** Opening Dataset block **

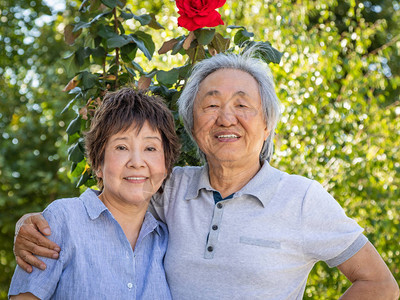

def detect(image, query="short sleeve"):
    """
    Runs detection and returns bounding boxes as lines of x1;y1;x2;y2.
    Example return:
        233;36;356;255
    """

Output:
301;181;367;267
8;202;69;299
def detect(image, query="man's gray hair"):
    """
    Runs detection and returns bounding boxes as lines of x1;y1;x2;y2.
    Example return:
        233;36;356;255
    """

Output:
178;46;281;162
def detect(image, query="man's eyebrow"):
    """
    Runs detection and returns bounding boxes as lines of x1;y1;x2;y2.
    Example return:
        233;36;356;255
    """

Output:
233;91;248;97
203;90;249;97
203;90;220;97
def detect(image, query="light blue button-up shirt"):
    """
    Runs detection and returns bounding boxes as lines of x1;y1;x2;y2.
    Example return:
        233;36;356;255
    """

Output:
9;189;171;300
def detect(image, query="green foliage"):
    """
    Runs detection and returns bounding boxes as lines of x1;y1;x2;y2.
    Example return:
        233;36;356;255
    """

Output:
1;0;399;298
58;0;281;188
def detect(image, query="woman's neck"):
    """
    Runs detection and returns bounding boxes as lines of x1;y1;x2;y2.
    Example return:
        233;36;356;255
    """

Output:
207;158;262;198
98;194;148;250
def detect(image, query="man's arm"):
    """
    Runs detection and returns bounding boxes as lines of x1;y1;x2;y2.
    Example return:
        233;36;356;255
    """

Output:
10;293;39;299
338;241;399;300
14;213;61;273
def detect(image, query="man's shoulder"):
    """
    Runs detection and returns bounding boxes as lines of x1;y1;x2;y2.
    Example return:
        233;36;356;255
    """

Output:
171;165;204;176
166;165;205;185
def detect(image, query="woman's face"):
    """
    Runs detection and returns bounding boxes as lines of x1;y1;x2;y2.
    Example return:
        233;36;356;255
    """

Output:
192;69;270;166
97;121;166;208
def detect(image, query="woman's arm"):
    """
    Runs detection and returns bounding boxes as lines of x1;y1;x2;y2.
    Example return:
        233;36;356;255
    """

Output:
14;213;61;273
10;292;39;299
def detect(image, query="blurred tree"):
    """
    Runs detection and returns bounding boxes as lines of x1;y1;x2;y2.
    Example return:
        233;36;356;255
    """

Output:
0;0;79;297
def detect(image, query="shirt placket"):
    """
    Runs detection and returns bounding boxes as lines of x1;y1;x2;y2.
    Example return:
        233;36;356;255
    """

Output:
204;201;224;259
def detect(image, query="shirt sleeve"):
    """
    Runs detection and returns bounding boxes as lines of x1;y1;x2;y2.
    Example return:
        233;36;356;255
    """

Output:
8;202;69;299
149;167;182;223
301;180;368;267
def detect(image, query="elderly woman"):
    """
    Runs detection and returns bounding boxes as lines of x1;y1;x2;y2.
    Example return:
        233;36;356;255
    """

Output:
13;50;399;299
9;88;179;299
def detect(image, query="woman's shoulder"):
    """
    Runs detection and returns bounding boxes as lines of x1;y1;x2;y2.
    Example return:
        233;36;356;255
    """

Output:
43;189;98;222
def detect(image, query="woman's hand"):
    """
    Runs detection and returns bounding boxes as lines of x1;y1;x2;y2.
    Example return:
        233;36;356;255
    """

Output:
14;213;61;273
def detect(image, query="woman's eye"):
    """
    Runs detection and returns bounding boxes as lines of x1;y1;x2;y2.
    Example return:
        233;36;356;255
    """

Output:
146;147;156;152
116;145;127;150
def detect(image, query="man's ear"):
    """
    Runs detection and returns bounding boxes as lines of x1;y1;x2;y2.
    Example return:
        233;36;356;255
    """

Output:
263;126;270;141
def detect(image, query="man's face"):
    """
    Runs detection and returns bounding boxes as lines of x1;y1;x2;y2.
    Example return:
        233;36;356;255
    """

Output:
192;68;269;166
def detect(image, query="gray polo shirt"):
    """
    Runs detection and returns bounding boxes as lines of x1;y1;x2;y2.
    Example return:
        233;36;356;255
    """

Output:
151;162;367;299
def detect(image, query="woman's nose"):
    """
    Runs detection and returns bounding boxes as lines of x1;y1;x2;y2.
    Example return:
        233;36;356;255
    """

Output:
127;150;145;168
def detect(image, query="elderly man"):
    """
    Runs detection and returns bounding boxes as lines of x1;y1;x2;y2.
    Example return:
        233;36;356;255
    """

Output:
14;49;399;299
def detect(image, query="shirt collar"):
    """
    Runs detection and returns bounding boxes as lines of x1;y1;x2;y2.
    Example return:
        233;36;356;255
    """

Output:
185;164;215;200
80;188;163;236
235;161;283;207
184;161;283;208
80;188;108;220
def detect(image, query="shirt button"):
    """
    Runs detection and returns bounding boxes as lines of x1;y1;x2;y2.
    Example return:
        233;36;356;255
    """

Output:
217;203;223;209
207;246;213;252
127;283;133;289
212;225;218;230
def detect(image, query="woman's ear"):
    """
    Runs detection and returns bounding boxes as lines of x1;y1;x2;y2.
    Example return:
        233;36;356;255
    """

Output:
96;168;103;179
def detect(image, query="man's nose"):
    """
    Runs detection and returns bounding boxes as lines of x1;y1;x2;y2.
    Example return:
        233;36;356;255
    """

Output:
216;106;238;127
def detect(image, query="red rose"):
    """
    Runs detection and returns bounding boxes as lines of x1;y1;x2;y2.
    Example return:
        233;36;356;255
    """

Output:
176;0;226;31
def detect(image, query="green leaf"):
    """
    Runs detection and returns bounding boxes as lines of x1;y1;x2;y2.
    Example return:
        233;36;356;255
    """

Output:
89;11;112;25
120;11;133;20
133;31;155;58
71;159;87;177
211;33;230;53
66;116;81;136
76;171;91;187
177;64;192;78
172;36;185;55
125;66;137;78
157;69;180;86
79;0;90;11
101;0;118;9
148;13;164;29
79;71;98;90
145;68;158;78
91;46;106;57
227;25;245;29
73;21;91;32
194;28;216;45
107;35;130;48
133;14;151;25
89;0;102;11
246;41;283;64
234;29;254;45
129;34;153;60
75;47;92;66
121;43;138;62
131;61;144;73
63;53;80;77
97;25;116;39
61;92;82;114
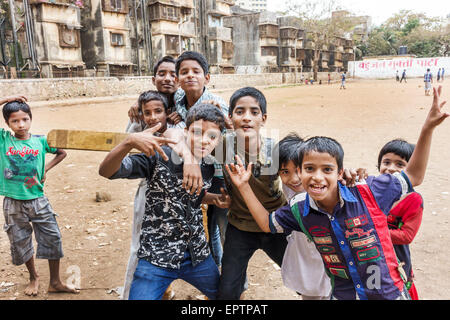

** Closing Dataset block **

### [What to produce]
Search the data above for the word "green", then gather each line in which it appears.

### [Answer area]
def detect(image, query="green foliage"):
def detect(image, query="green leaf"):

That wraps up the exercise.